* [Request A]:
Can you quote the Wiktionary parsing notebook below word for word, starting at "from wiktionary_de_parser.models import" and ending at "len(lst) % n else 0)"?

In [9]:
from wiktionary_de_parser.dump_processor import WiktionaryDump


dump = WiktionaryDump(dump_dir_path="tmp")
dump.download_dump()

In [2]:
from wiktionary_de_parser import WiktionaryParser

parser = WiktionaryParser()
pages = []

for page in dump.pages():
    if page.redirect_to:
        continue

    # if page.name != "ordo":
    #     continue

    pages.append(page)

In [None]:
from tqdm.notebook import tqdm
from notebooks.process_chunk import process_chunk
from concurrent.futures import ProcessPoolExecutor
import multiprocessing as mp

from wiktionary_de_parser.models import MeaningDict


def chunks(lst, n):
    """Split list into n chunks"""
    chunk_size = len(lst) // n + (1 if len(lst) % n else 0)
    for i in range(0, len(lst), chunk_size):
        yield lst[i : i + chunk_size]


# Get number of CPU cores (leave one free for system)
n_cores = max(1, mp.cpu_count() - 1)

# Split pages into chunks
page_chunks = list(chunks(pages, n_cores))

all_lists: dict[str, list[list[MeaningDict]]] = {}
with ProcessPoolExecutor(max_workers=n_cores) as executor:
    # Process chunks in parallel with progress bar
    futures = list(
        tqdm(
            executor.map(process_chunk, page_chunks),
            total=len(page_chunks),
            desc="Processing chunks",
        )
    )

    # Merge results
    for result_dict in futures:
        all_lists.update(result_dict)


In [None]:
from wiktionary_de_parser.parser.parse_meanings import (
    format_meanings,
)


print(len(all_lists))

print(format_meanings(all_lists["ordo"]))

* [Request B]:
Which rows below contain the string "blurred"? Copy each of them in full.

Saved entries
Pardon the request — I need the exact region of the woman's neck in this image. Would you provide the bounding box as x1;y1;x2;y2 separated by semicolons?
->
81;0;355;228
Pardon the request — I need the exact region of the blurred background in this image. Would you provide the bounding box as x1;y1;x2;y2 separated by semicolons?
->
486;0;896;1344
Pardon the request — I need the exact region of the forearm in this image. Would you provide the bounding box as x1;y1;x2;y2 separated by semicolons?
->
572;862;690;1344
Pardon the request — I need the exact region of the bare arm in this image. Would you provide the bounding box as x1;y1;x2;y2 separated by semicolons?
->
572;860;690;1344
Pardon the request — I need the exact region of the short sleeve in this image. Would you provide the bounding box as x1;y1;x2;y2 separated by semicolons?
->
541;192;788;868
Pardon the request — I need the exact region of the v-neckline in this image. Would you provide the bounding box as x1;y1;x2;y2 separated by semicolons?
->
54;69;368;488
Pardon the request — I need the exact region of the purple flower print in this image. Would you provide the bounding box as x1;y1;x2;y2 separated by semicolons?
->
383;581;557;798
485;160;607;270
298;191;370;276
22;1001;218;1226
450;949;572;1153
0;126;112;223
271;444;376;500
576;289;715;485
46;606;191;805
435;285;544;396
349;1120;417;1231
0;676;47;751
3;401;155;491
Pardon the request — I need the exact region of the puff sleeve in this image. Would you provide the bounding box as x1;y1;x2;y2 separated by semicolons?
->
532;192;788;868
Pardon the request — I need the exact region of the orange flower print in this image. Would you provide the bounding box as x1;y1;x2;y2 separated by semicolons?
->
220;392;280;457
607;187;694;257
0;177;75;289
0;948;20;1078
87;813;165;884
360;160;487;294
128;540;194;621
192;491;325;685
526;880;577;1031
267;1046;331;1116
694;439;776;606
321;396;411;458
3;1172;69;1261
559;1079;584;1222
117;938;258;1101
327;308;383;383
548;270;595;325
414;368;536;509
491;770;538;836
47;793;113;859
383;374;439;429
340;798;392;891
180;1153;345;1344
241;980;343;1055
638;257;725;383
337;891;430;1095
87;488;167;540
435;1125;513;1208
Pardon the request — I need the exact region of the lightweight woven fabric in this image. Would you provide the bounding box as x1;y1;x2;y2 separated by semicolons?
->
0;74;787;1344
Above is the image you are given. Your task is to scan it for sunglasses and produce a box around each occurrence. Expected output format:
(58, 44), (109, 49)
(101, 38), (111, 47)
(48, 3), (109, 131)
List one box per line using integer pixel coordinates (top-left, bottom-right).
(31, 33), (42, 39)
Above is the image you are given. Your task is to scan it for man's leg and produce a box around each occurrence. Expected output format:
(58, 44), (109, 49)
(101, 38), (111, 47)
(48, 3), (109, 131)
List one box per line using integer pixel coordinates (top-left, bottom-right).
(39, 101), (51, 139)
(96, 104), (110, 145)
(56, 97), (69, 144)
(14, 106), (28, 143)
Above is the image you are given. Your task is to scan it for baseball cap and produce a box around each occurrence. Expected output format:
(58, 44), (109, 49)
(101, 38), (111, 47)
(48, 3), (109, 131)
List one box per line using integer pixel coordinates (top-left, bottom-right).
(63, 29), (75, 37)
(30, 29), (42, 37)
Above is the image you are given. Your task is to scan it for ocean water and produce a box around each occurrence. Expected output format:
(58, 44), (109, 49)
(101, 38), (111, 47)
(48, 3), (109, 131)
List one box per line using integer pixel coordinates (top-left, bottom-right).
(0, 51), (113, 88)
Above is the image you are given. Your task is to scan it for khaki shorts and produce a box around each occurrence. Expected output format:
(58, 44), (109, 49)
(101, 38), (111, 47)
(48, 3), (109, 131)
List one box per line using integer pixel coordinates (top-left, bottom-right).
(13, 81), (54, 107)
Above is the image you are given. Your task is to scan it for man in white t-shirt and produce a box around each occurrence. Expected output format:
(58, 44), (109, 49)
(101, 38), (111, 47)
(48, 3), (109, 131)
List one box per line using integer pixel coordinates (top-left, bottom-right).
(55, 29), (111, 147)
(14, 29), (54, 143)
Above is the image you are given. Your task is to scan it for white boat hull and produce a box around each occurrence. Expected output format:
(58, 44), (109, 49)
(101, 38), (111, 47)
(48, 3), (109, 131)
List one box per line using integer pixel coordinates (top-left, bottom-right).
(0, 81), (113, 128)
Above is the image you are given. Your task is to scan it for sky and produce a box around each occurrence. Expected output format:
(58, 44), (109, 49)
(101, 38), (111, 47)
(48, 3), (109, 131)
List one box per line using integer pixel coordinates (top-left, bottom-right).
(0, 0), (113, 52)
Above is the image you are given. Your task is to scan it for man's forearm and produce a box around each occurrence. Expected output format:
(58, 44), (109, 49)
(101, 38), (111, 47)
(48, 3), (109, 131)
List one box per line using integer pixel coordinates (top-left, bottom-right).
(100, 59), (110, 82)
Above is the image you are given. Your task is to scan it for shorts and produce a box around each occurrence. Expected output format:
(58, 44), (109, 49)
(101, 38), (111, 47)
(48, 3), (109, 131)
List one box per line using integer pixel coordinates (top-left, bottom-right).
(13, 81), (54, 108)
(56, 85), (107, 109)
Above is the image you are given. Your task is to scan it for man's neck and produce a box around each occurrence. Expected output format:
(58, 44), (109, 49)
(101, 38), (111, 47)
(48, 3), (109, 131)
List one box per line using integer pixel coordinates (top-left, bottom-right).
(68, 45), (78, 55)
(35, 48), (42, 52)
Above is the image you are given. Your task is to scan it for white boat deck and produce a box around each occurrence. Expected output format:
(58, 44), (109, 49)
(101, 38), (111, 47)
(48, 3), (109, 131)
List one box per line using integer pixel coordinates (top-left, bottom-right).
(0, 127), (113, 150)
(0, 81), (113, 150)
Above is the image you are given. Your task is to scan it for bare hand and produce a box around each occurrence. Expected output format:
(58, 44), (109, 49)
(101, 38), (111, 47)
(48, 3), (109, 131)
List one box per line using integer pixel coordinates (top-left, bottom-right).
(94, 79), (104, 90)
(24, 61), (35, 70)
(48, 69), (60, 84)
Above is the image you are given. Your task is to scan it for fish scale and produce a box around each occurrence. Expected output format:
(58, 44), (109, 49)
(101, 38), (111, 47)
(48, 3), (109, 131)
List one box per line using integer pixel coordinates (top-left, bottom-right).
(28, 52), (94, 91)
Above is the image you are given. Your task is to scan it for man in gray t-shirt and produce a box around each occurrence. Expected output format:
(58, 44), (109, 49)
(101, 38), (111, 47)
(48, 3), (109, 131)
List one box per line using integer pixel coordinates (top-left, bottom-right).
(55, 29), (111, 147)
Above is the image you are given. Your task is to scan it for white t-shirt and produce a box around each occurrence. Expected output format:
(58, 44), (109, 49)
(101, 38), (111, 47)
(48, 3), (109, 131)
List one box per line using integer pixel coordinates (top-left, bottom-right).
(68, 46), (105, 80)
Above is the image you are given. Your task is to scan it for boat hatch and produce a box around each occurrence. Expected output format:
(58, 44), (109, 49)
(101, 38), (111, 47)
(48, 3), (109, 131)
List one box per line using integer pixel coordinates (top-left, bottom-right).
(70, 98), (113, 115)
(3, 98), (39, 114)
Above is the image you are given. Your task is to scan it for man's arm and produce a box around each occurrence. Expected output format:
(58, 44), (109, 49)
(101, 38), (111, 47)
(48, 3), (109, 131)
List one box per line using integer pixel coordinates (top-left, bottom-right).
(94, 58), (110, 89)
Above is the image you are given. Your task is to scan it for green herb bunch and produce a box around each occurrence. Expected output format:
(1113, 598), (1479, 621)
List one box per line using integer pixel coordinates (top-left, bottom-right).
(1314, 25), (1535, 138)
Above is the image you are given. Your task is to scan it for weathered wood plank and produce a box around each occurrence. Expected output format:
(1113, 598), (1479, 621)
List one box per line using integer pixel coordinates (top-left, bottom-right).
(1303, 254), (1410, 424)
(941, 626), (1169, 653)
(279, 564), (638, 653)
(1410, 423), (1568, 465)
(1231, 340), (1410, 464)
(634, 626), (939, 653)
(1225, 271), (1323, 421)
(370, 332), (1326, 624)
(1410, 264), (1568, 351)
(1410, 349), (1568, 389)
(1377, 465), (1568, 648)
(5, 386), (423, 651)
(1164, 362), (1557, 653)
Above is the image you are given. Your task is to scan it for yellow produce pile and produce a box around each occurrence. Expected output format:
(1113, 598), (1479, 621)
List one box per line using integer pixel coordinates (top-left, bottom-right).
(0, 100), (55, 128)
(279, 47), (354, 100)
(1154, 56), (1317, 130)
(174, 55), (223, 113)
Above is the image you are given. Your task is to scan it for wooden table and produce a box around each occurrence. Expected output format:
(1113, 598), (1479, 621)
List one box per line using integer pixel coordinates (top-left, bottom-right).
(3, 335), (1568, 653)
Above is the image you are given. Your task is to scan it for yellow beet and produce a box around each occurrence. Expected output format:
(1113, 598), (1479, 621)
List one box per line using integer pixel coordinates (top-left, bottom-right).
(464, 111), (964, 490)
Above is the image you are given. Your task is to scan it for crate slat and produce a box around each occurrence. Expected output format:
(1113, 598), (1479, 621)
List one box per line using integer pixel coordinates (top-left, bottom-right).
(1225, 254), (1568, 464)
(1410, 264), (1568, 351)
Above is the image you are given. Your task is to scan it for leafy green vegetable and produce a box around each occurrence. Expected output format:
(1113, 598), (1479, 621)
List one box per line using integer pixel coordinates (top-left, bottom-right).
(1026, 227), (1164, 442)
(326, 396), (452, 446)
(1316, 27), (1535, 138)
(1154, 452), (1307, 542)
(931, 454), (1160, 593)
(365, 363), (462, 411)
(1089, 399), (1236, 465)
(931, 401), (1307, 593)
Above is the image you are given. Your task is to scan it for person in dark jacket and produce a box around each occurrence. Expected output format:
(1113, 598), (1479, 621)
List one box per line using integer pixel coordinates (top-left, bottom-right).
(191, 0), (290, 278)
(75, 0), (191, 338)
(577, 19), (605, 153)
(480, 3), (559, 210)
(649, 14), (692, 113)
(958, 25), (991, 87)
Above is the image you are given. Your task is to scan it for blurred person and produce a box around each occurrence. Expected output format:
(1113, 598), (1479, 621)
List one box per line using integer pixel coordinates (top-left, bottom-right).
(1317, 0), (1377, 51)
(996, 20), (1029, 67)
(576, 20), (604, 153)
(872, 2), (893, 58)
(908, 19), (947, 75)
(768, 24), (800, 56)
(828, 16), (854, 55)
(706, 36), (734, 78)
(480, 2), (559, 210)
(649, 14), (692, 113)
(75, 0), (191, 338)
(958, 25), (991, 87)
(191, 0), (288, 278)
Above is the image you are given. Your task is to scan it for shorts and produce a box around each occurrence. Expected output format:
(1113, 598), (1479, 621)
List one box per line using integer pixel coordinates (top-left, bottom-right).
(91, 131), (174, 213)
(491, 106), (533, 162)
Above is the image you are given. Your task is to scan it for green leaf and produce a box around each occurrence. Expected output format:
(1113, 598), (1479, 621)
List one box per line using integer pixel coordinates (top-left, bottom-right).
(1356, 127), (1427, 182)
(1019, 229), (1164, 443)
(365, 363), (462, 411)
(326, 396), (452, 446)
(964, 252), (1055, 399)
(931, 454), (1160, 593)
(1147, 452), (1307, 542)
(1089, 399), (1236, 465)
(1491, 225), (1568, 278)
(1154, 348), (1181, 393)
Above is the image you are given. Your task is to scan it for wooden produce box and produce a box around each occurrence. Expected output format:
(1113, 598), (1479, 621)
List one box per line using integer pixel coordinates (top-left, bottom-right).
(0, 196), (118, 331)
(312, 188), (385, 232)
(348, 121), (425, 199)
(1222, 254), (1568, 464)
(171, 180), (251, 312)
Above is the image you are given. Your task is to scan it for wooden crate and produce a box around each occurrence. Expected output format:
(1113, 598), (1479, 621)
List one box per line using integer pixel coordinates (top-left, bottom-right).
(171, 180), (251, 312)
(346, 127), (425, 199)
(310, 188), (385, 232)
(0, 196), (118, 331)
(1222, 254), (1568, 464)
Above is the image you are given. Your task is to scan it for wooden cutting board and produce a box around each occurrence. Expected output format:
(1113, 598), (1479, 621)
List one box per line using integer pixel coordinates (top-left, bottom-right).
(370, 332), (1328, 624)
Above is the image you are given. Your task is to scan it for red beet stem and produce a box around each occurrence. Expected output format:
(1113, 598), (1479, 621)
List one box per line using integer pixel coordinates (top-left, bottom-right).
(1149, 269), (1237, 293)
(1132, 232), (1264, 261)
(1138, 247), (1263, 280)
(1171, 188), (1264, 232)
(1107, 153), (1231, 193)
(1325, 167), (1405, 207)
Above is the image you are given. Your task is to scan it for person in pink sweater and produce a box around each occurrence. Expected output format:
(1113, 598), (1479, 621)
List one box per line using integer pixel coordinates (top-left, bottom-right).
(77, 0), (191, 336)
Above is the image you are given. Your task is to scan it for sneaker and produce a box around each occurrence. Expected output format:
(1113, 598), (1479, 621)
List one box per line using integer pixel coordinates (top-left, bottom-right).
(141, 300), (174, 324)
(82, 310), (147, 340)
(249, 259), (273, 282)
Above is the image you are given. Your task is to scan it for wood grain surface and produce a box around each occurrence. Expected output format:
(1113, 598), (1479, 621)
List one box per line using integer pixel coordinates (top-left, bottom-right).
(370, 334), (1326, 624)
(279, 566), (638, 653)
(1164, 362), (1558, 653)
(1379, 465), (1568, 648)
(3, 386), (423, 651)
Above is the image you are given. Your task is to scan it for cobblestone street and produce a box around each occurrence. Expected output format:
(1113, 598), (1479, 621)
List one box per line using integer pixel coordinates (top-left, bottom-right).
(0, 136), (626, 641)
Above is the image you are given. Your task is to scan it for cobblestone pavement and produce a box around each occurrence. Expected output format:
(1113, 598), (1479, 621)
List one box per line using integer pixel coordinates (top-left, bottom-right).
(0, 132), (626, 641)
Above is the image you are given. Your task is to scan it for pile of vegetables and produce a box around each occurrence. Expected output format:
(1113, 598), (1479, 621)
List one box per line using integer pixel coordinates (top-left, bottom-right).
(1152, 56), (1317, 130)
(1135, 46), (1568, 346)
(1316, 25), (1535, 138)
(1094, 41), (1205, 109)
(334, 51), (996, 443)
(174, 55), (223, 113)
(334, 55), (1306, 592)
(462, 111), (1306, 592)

* [Complete response A]:
from wiktionary_de_parser.models import MeaningDict


def chunks(lst, n):
    """Split list into n chunks"""
    chunk_size = len(lst) // n + (1 if len(lst) % n else 0)

* [Complete response B]:
Pardon the request — I need the exact region of the blurred background in this image. Would you provide the bounding box as x1;y1;x2;y2 separated by semicolons?
Above is the image you are given. Your task is to scan it for blurred person and produce a box around each occurrence. Expected output format:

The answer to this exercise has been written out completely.